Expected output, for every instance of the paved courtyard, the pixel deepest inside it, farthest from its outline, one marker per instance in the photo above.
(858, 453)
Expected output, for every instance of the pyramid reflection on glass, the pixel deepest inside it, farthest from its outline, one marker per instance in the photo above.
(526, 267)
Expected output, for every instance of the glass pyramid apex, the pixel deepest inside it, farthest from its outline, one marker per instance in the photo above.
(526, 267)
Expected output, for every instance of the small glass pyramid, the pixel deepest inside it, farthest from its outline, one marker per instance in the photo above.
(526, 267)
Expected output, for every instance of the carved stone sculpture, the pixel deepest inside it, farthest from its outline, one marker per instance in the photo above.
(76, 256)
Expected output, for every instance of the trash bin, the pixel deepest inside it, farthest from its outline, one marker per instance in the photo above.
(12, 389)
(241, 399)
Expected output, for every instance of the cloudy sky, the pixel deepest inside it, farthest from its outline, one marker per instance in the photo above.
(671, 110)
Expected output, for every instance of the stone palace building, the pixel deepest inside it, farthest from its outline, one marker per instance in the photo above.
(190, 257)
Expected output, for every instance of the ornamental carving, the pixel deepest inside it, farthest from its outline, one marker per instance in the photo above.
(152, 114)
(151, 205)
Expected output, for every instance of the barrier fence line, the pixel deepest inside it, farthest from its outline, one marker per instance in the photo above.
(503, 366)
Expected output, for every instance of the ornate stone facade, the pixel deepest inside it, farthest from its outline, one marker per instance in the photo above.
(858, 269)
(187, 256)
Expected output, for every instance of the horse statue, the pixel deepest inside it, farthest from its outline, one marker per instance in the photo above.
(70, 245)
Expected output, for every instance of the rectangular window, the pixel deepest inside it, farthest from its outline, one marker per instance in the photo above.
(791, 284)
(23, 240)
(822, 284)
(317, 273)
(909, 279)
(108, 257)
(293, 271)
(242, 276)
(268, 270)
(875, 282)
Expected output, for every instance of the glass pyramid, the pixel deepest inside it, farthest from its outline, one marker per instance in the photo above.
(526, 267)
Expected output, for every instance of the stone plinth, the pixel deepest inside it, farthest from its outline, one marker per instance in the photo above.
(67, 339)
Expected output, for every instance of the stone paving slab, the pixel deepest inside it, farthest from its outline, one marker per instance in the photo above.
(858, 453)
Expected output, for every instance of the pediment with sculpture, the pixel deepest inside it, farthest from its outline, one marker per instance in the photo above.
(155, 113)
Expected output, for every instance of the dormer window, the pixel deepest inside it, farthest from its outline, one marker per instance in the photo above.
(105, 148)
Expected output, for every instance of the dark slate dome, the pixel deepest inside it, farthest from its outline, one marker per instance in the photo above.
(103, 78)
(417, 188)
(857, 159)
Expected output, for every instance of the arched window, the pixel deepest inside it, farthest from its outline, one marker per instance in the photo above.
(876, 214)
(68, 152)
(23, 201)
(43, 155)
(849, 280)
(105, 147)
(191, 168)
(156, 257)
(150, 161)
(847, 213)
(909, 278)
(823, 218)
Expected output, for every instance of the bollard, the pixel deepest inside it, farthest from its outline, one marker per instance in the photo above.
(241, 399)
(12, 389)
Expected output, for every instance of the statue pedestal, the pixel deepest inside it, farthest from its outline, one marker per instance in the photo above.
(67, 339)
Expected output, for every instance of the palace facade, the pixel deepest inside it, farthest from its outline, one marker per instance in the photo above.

* * *

**Task goal**
Starting with the line that contains "Expected output, for every instance of the statue" and going on through the end of the entries, rewrite those lines with "outline" changed to "boundary" and everything else left as it is.

**The answer**
Expected output, for every instance of the statue pedestal, the pixel deepest inside it, farthest from its boundary, one marker per instance in the photo above.
(67, 339)
Expected output, for every instance of the palace facade, the pixel deepest inside it, farthest from its boundary, one marker per instance in the photo above.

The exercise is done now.